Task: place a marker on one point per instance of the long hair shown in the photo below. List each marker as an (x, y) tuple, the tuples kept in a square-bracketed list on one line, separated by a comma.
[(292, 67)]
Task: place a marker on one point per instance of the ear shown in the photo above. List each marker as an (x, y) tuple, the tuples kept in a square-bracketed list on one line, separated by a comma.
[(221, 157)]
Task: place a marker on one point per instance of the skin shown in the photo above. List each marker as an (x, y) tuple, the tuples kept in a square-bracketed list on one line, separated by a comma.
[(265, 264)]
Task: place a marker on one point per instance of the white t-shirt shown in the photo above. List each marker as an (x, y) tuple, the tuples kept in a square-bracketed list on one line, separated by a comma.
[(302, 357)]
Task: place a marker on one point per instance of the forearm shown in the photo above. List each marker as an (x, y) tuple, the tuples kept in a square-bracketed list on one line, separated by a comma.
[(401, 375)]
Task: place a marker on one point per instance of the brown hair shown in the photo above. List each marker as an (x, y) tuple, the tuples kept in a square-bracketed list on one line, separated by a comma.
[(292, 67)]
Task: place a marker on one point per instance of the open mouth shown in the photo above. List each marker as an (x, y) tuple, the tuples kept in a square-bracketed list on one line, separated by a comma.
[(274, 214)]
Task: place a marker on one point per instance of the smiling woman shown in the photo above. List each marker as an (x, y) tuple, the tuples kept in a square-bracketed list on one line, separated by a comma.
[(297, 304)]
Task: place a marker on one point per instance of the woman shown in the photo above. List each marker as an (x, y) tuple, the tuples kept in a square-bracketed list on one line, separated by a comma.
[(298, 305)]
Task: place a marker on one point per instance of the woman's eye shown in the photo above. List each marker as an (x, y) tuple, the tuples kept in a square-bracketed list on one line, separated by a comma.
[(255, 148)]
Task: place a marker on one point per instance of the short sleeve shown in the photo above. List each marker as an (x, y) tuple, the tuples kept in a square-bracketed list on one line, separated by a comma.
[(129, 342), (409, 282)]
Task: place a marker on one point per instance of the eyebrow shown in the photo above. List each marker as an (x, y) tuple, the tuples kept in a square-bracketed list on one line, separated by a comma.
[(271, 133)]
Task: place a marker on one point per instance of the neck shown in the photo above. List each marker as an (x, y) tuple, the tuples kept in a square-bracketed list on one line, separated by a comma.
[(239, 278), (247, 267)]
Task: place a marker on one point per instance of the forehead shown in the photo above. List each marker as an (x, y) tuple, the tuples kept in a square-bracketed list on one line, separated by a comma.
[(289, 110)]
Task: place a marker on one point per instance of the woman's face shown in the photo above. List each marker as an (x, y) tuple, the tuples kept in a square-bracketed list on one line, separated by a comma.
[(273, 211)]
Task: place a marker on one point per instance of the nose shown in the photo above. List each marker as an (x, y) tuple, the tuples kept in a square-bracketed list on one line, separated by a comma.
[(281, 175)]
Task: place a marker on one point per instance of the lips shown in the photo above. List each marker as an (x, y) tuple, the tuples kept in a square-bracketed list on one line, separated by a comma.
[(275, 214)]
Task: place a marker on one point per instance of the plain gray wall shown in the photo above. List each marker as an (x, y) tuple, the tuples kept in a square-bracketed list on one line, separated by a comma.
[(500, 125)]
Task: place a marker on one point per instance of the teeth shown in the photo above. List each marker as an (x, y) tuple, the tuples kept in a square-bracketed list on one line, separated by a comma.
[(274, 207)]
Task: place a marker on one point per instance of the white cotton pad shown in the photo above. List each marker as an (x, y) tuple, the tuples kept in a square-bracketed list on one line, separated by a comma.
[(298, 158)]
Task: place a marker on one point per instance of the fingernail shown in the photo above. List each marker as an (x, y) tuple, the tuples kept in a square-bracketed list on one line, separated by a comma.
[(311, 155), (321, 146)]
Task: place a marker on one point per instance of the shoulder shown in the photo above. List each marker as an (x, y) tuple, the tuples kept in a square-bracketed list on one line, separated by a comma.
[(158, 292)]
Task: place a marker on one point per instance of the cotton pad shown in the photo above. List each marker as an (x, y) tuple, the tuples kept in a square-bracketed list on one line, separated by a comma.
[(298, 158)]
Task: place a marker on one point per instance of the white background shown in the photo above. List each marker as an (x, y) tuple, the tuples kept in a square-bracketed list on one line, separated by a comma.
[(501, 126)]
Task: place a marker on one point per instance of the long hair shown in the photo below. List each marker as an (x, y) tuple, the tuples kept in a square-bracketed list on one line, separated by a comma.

◇ ◇ ◇ ◇

§ **TO DO**: Restate all of the entries above precisely.

§ **SOLUTION TO THIS TASK**:
Task: place a marker on one point per instance of the long hair shown in the photo below. List each marker as an (x, y) tuple, the tuples kept in a square-bracketed list on one line, separated by a comma.
[(292, 67)]
Task: place a marker on one point per instance of the ear shown in the photo above. List each marker as an (x, y) tuple, the tuples kept in a square-bracketed list on one line, separated by a comma.
[(221, 157)]
Task: place a marker on one point per instance of the skin shown in the photo above. List each marker as an (x, y) tuple, the tuples kept in a square-bracketed list on one line, separated by a comma.
[(265, 264)]
Task: place a marker on one point per instance of the white t-shirt shown in the photo above. List each marker as an (x, y) tuple, the tuples kept in a square-bracketed list on one line, separated by a comma.
[(302, 357)]
Task: place a marker on one point per instance of the forearm shown in the photo above. List each marker as an (x, y) tuple, the tuples kept in a square-bracketed list on one line, separated by a comma.
[(401, 375)]
Task: place a marker on one point per instance of the brown hair shown in the photo above. List each marker as an (x, y) tuple, the tuples kept in a square-bracketed list on one line, separated by a comma.
[(292, 67)]
Task: place a marker on one point per instance of the open mouth shown in the photo above. List each marker as an (x, y) tuple, the tuples kept in a square-bracketed list on one line, separated by a comma.
[(274, 214)]
Task: place a marker on one point per instance of the smiling woman shown in the photo above. List each marker as an (x, y) tuple, the tuples kept in a square-bracketed list on one line, separated by a comma.
[(297, 304)]
Task: place a marker on one point per instance of the woman shown in the photo above. List each marker as an (x, y) tuple, the tuples kept in a square-bracketed list on one line, separated by a comma.
[(298, 305)]
Task: place a marker on one point per instance of the woman's eye shown in the photo above. List each marker as an (x, y) tuple, the tuples kept in a square-bracketed list on one line, separated by a comma.
[(255, 148)]
Task: place a marker on one point per instance of the short sleeve shown in the photo above. List each marker as an (x, y) tuple, the tuples kept in a square-bracketed list on one line, separated by a comma.
[(129, 342), (409, 282)]
Task: place a marker on one point per instance of the eyebrow shown in the photo above. List each marker as an (x, y) tuple, the tuples kept in a square-bracketed list on one line, separated by a comma.
[(271, 133)]
Task: place a marker on one point per instance of the neck shown in the photo above. List each marker as an (x, y) tuple, the tuples kept in a square-bracketed list on one line, separated by a comma.
[(239, 278), (247, 267)]
Task: place a marker on one point per instance of the forehead shown in the photo above. List each marker as an (x, y) tuple, the tuples kept in a square-bracketed list on one line, separated by a comma.
[(289, 110)]
Task: place a marker on one point per instance of the woman's face shown in the photo above. List each marker as an (x, y) tuple, the tuples kept in a square-bracketed list on one line, separated by a comma.
[(273, 211)]
Task: place a marker on one point per instance of the nose shown in the photo above. List each marker as an (x, y) tuple, the tuples kept in a square-bracketed list on one line, separated by a comma.
[(281, 175)]
Task: place a marker on one point per instance of the lips shown in the photo above. List each marker as an (x, y) tuple, the tuples kept in a square-bracketed list on one line, separated by a comma.
[(275, 214)]
Task: place a marker on one point per instance of the plain gray wall shown in the photo above. List each marker as an (x, y) tuple, the tuples kept in a square-bracketed list on one line, separated by a comma.
[(500, 125)]
Task: place a marker on one point per instance of the teeth shown in the photo above. List each marker as an (x, y) tuple, the tuples kept in a square-bracketed list on one line, separated by a comma.
[(274, 207)]
Task: place a marker on one point per instance of the white cotton pad shown in the photo above. List each marker as an (x, y) tuple, the tuples kept in a square-bracketed list on one line, separated by a comma.
[(298, 158)]
Task: place a marker on one point per instance of the fingernail shown in the photo above. List each marker as an (x, y) tuple, the tuples kept in a square-bracketed list on one line, separated by a comma.
[(311, 155), (321, 146)]
Task: place a marker on one point per instance of the shoulder shown in the photo above. List each marker as an (x, y) tuple, the tuples kept in a square-bracketed list on one line, separated by a comma.
[(158, 292)]
Task: place a marker on one point per instance of the cotton pad shown in the photo above. List each marker as an (x, y) tuple, the tuples kept in a square-bracketed list on one line, separated by a comma.
[(298, 158)]
Task: place a marker on one point per instance of the white background shown in the photo above. List each marker as an (x, y) tuple, the tuples kept in a square-bracketed list on one line, separated by a comma.
[(501, 126)]
Task: place a marker on one point per instance of the long hair shown in the photo below. List each marker as an (x, y) tuple, the tuples kept in a square-bracketed list on one line, separated by a comma.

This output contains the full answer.